● Pedido 1
Filtre os registos e copie cada linha que contenha a palavra "yellow", distinguindo maiúsculas de minúsculas.

● Excerto selecionado
Blog de Luís Fontinha. Nasceu em Luanda a 23/01/1966 e reside em Alijó - Portugal desde Setembro de 1971. Desenhador de construção civil, estudou Eng. Mecânica na ESTiG. Escreve, pinta, apaixonado por livros e cachimbos...

26
Dez 12

Roubo às palavras ditas

palavras escritas,

 

a melancolia

quando acordo não percebendo que acordei

e tropeço nas areias húmidas das rochas incendiárias

e não sei que o dia compreendia

a enormíssima porcaria

de fato e gravata

que é o doutorado diabo

em silêncios mergulhado

torturado por uma velha de mãos efémeras em cio

com um sorriso na veia

maldita mulher que o vento semeia

nas coxas exaustas das tempestades de areia,

 

Roubo às palavras ditas

palavras escritas,

 

e eu sabia

que um dia

me fodia

acreditando nas palavras desertas

hirtas e difusas

e eu sabia

que um dia

um velho dia

ele vinha

me pegava

e me levava

até aos confins olhos das amêndoas que jazem nas cinzentas lajes do oceano,

 

Roubo às palavras ditas

palavras escritas,

 

e sento-me sobre as nádegas do amor

sou feliz

talvez

um pouco

muitas vezes dentro de um prato de sopa

a tua simples madrugada

em gaivotas voadoras

loucas

que a tua boca de papel amarrotado

dissimila

e deita-se nas celestes luzes das cidades de vidro

a dita palavra escrita dita roubada em quatro segundos de voz,

 

P.S.

Roubo às palavras ditas

palavras escritas.

 

(não revisto)

● Pedido 2
Segundo o excerto selecionado, onde reside Luís Fontinha desde setembro de 1971?

● Dados fornecidos
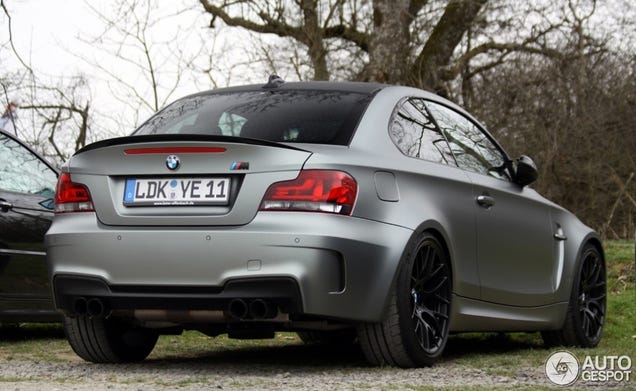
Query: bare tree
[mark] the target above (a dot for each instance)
(143, 53)
(415, 42)
(54, 114)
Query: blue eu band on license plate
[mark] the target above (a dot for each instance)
(176, 191)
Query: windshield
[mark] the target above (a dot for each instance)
(301, 116)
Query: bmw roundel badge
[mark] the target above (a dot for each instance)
(172, 162)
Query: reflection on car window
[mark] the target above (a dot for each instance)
(472, 148)
(21, 171)
(415, 133)
(303, 116)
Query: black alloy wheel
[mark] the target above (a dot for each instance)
(415, 328)
(430, 298)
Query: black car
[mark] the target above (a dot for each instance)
(27, 188)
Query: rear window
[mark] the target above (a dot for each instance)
(295, 116)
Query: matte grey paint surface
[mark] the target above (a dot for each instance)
(509, 271)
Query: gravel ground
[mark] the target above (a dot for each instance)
(281, 367)
(234, 376)
(295, 368)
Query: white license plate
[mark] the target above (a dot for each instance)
(176, 191)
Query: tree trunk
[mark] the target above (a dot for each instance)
(439, 48)
(389, 43)
(314, 40)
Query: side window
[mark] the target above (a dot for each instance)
(23, 172)
(415, 134)
(472, 148)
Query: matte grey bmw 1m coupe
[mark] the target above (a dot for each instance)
(342, 211)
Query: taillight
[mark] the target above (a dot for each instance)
(313, 191)
(71, 196)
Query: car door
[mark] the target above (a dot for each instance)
(516, 251)
(27, 186)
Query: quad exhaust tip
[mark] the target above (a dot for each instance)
(257, 309)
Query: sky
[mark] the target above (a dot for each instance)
(54, 38)
(62, 39)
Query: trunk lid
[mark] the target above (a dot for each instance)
(218, 180)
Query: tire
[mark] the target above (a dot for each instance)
(415, 327)
(332, 337)
(586, 313)
(102, 340)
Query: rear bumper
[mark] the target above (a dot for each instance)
(306, 263)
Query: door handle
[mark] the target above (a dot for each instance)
(560, 236)
(5, 206)
(486, 201)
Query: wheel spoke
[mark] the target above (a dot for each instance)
(430, 296)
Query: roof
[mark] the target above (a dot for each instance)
(349, 86)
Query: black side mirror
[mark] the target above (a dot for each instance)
(526, 171)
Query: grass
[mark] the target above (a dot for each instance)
(497, 354)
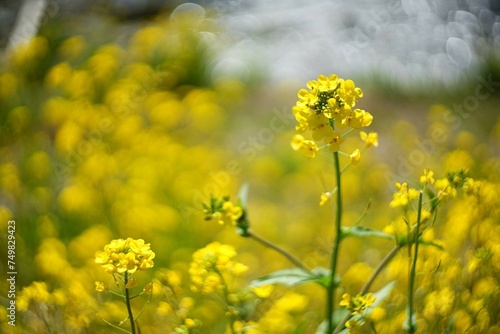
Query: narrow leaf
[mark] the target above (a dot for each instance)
(286, 277)
(365, 232)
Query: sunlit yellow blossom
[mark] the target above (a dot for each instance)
(333, 141)
(125, 256)
(355, 157)
(100, 286)
(358, 303)
(223, 211)
(308, 148)
(427, 177)
(209, 264)
(325, 108)
(370, 139)
(404, 195)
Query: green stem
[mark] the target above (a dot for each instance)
(385, 261)
(225, 290)
(336, 247)
(280, 250)
(129, 307)
(411, 284)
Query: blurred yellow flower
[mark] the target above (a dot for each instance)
(355, 157)
(210, 264)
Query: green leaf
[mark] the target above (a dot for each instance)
(380, 296)
(296, 276)
(430, 243)
(364, 232)
(337, 316)
(286, 277)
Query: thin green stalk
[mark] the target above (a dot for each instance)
(280, 250)
(411, 284)
(336, 247)
(385, 261)
(129, 307)
(225, 290)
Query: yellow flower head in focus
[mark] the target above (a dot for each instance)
(308, 148)
(125, 256)
(223, 211)
(427, 177)
(324, 108)
(358, 303)
(355, 157)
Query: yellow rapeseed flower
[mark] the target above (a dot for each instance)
(125, 256)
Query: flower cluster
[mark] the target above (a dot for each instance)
(125, 256)
(223, 211)
(326, 108)
(404, 195)
(358, 303)
(210, 264)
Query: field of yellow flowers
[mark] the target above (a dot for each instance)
(139, 195)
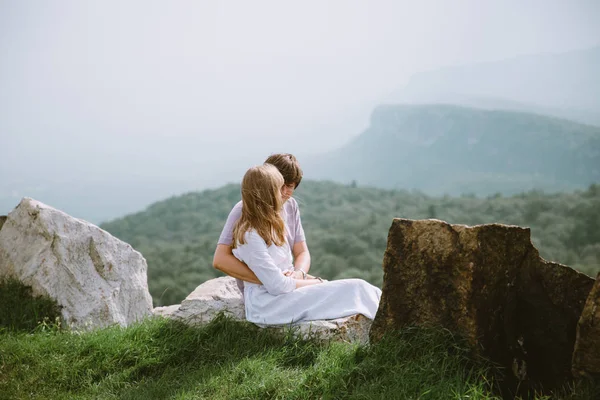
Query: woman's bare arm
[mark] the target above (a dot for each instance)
(226, 262)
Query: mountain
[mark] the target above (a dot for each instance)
(445, 149)
(565, 85)
(346, 229)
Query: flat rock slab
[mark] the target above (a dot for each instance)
(489, 284)
(95, 278)
(221, 295)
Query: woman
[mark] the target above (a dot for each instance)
(259, 240)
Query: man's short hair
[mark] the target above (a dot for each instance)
(288, 165)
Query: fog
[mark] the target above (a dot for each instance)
(141, 100)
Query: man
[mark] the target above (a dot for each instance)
(226, 262)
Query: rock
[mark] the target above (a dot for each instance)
(586, 356)
(95, 278)
(489, 284)
(208, 300)
(221, 295)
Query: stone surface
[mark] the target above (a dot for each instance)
(488, 284)
(95, 278)
(586, 356)
(222, 295)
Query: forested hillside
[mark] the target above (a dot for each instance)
(346, 229)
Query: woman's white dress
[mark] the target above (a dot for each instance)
(277, 301)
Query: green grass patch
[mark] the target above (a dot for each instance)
(163, 359)
(232, 360)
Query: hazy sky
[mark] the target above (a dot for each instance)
(171, 88)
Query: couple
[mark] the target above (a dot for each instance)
(263, 245)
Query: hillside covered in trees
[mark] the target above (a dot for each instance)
(346, 229)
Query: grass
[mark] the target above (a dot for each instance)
(163, 359)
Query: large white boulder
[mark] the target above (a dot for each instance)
(221, 295)
(97, 279)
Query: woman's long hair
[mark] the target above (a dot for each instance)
(261, 206)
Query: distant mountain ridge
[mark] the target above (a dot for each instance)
(446, 149)
(565, 85)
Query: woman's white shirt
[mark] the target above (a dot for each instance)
(267, 262)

● Resposta redigida 1
Query: sunlit yellow blossom
Query: blurred yellow flower
Query: yellow flower head in focus
Query: yellow rapeseed flower
Query: field of yellow flowers

● Resposta redigida 2
Em Alijó, Portugal.